┌─ RECORD LIST

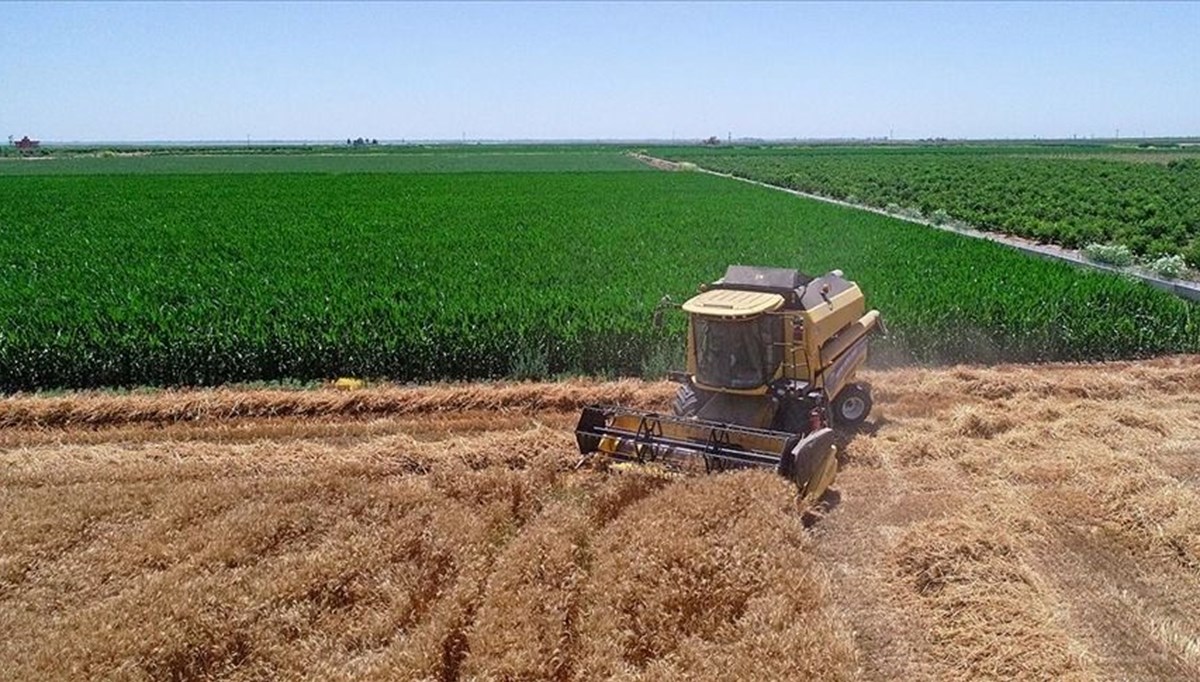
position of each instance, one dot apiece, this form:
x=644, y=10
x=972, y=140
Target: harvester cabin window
x=737, y=353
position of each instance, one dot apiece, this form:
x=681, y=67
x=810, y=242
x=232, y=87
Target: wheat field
x=988, y=522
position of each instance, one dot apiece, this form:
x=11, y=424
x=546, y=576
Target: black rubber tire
x=852, y=405
x=688, y=401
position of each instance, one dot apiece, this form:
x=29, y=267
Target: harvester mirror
x=664, y=303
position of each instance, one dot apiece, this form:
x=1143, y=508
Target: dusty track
x=1038, y=522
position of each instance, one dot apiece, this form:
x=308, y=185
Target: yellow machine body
x=771, y=365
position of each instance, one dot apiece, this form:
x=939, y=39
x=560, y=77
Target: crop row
x=120, y=280
x=1072, y=198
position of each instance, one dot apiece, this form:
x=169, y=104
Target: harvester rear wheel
x=688, y=401
x=852, y=405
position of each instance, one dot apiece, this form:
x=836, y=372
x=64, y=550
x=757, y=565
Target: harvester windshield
x=737, y=353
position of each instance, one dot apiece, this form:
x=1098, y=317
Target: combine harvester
x=772, y=357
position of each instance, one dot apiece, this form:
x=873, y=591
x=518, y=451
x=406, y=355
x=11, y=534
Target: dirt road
x=1017, y=521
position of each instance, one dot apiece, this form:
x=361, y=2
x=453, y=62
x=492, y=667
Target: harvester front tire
x=852, y=405
x=687, y=402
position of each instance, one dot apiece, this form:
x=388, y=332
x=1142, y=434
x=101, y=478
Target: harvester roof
x=732, y=303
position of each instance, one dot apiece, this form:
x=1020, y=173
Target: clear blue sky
x=91, y=71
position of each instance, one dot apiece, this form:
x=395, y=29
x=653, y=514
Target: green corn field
x=117, y=280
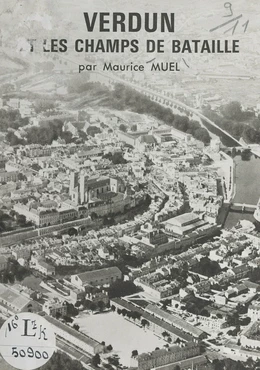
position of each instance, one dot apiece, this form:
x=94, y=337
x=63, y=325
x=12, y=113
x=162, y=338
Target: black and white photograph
x=130, y=185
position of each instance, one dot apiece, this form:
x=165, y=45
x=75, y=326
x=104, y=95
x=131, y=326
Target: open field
x=123, y=335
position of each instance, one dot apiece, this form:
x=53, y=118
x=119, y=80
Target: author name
x=132, y=67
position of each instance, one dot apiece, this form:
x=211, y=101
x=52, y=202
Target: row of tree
x=124, y=97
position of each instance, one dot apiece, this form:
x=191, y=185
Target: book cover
x=129, y=184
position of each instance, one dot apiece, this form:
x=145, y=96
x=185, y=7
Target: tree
x=109, y=347
x=165, y=334
x=96, y=360
x=232, y=110
x=21, y=220
x=122, y=127
x=122, y=288
x=93, y=306
x=144, y=323
x=58, y=315
x=62, y=361
x=101, y=306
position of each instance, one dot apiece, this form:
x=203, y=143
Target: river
x=247, y=188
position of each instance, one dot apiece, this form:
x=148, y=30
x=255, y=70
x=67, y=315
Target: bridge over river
x=243, y=207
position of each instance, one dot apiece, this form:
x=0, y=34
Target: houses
x=39, y=264
x=183, y=224
x=163, y=357
x=78, y=339
x=100, y=277
x=13, y=300
x=254, y=311
x=54, y=307
x=3, y=263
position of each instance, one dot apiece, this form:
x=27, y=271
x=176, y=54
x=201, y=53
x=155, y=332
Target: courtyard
x=123, y=335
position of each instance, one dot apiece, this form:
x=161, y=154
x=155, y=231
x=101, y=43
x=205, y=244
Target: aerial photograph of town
x=129, y=181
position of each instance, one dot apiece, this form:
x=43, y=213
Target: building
x=54, y=307
x=161, y=357
x=254, y=311
x=44, y=267
x=7, y=176
x=176, y=321
x=85, y=189
x=12, y=301
x=78, y=339
x=250, y=337
x=157, y=325
x=183, y=224
x=97, y=277
x=39, y=215
x=3, y=263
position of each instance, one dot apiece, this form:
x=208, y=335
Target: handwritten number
x=228, y=5
x=30, y=352
x=245, y=25
x=14, y=352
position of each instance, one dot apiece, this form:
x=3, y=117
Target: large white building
x=97, y=277
x=184, y=224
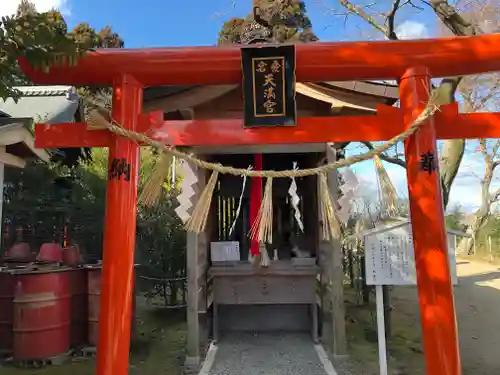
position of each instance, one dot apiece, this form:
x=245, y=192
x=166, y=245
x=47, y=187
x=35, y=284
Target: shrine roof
x=18, y=140
x=50, y=104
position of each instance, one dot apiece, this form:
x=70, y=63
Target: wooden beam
x=230, y=132
x=338, y=61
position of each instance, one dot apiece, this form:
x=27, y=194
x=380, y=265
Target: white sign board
x=390, y=259
x=225, y=251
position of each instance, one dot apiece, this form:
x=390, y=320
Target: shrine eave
x=316, y=62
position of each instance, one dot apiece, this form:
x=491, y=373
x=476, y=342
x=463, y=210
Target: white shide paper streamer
x=189, y=179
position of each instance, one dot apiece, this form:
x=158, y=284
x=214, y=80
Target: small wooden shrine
x=289, y=294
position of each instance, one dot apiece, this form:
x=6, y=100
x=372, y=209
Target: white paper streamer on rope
x=239, y=202
x=189, y=179
x=348, y=189
x=295, y=200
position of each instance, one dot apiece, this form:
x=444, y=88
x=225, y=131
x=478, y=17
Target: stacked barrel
x=49, y=306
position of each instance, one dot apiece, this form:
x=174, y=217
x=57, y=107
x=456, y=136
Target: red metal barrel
x=41, y=313
x=79, y=307
x=94, y=300
x=6, y=311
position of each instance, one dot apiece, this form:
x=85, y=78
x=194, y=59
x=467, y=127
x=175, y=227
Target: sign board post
x=390, y=260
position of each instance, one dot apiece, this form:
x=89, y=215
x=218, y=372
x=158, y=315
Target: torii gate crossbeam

└─

Without the pictures, restate all the entries above exactly.

position of each instance, one dot apiece, this form:
x=644, y=10
x=972, y=140
Target: harvester cabin window
x=737, y=353
position of each instance, one dot apiece, this form:
x=681, y=67
x=810, y=242
x=232, y=87
Target: wheat field
x=988, y=522
position of each instance, one dot apiece, this form:
x=11, y=424
x=546, y=576
Target: black rubber tire
x=852, y=405
x=688, y=401
position of each instance, one dot apiece, this form:
x=29, y=267
Target: harvester mirror
x=664, y=303
position of each instance, one dot apiece, this form:
x=1143, y=508
Target: dusty track
x=1038, y=522
position of each instance, one dot apiece, this form:
x=308, y=185
Target: yellow machine body
x=771, y=365
position of each instance, one dot apiece, this form:
x=939, y=39
x=560, y=77
Target: crop row
x=120, y=280
x=1072, y=198
position of each instance, one dot apiece, this form:
x=169, y=104
Target: harvester rear wheel
x=688, y=401
x=852, y=405
position of each instance, one dot apiece, this form:
x=836, y=372
x=64, y=550
x=757, y=565
Target: harvester windshield
x=737, y=353
position of each instance, one dot apiece, this form:
x=1098, y=317
Target: combine harvester
x=772, y=357
position of each instance, one dot apiece, this form:
x=873, y=591
x=518, y=451
x=406, y=355
x=11, y=534
Target: dirt road
x=1017, y=521
position of each instance, one dot apiece, this form:
x=361, y=2
x=453, y=62
x=492, y=667
Target: harvester front tire
x=852, y=405
x=687, y=402
position of each instance, one dot apiece, this form:
x=388, y=332
x=1142, y=434
x=101, y=478
Target: harvester roof
x=732, y=303
position of each instance, one dot apiece, this form:
x=1020, y=173
Target: clear blue sky
x=91, y=71
position of each instance, one dot apiece, this form:
x=395, y=29
x=653, y=514
Target: green corn field
x=117, y=280
position of each instance, one dot apiece, this form:
x=94, y=337
x=63, y=325
x=12, y=113
x=162, y=338
Target: black and white photograph
x=130, y=185
position of each instance, one dot apiece, this form:
x=165, y=45
x=75, y=326
x=104, y=95
x=131, y=326
Target: open field
x=123, y=335
position of each instance, one dot apiece, this form:
x=53, y=118
x=119, y=80
Target: author name
x=132, y=67
position of each instance, one dot apiece, this form:
x=211, y=101
x=52, y=202
Target: row of tree
x=124, y=97
position of each instance, one dot apiece, this form:
x=191, y=185
Target: book cover
x=129, y=184
position of each instance, one dot apiece, this form:
x=145, y=96
x=185, y=7
Target: tree
x=109, y=347
x=165, y=334
x=96, y=360
x=232, y=110
x=21, y=220
x=122, y=127
x=122, y=288
x=93, y=306
x=144, y=323
x=58, y=315
x=62, y=361
x=101, y=306
position of each instance, one dot apiece, this form:
x=203, y=143
Target: river
x=247, y=188
position of each instance, one dot apiece, this form:
x=148, y=30
x=255, y=70
x=67, y=315
Target: bridge over river
x=243, y=207
position of each instance, one dot apiece, this form:
x=0, y=34
Target: houses
x=39, y=264
x=183, y=224
x=163, y=357
x=78, y=339
x=100, y=277
x=13, y=300
x=254, y=311
x=54, y=307
x=3, y=263
position of each instance, one dot apiece, this form:
x=27, y=271
x=176, y=54
x=201, y=53
x=155, y=332
Target: courtyard
x=123, y=335
position of each instance, one dot apiece, this form:
x=161, y=154
x=155, y=231
x=101, y=43
x=205, y=244
Target: aerial photograph of town
x=129, y=181
position of each instance, one dot apiece, this form:
x=43, y=213
Target: building
x=54, y=307
x=161, y=357
x=254, y=311
x=44, y=267
x=7, y=176
x=176, y=321
x=85, y=189
x=12, y=301
x=78, y=339
x=250, y=337
x=157, y=325
x=183, y=224
x=97, y=277
x=39, y=215
x=3, y=263
position of each instance, one dot apiece, this form:
x=208, y=335
Target: handwritten number
x=228, y=5
x=30, y=352
x=245, y=25
x=14, y=352
position of each instance, one dot apiece, this form:
x=3, y=117
Target: large white building
x=97, y=277
x=184, y=224
position of each instance, one dot apiece, this form:
x=245, y=192
x=166, y=245
x=47, y=187
x=35, y=284
Target: shrine roof
x=18, y=140
x=50, y=104
position of each instance, one dot apiece, this form:
x=70, y=63
Target: wooden beam
x=230, y=132
x=338, y=61
position of each instance, one dot apiece, this form:
x=27, y=194
x=380, y=265
Target: white sign board
x=390, y=259
x=225, y=251
position of each instance, one dot apiece, this form:
x=390, y=320
Target: shrine eave
x=316, y=62
position of each instance, one dot apiece, this form:
x=491, y=373
x=476, y=342
x=463, y=210
Target: white shide paper streamer
x=189, y=179
position of each instance, one dot apiece, this form:
x=158, y=284
x=214, y=80
Target: small wooden shrine
x=289, y=294
position of each instance, one dot apiece, this form:
x=6, y=100
x=372, y=209
Target: white paper streamer on rope
x=239, y=202
x=189, y=179
x=348, y=189
x=295, y=200
position of each instance, one dot apiece, this form:
x=444, y=88
x=225, y=131
x=478, y=17
Target: stacked barrel
x=49, y=306
position of each instance, one dot apiece, this form:
x=174, y=217
x=57, y=107
x=456, y=136
Target: red metal barrel
x=41, y=313
x=79, y=307
x=94, y=300
x=6, y=311
position of each instance, one dot apiece, this form:
x=85, y=78
x=194, y=59
x=467, y=127
x=175, y=227
Target: sign board post
x=390, y=260
position of each instance, one dot apiece, this form:
x=89, y=215
x=218, y=372
x=158, y=315
Target: torii gate crossbeam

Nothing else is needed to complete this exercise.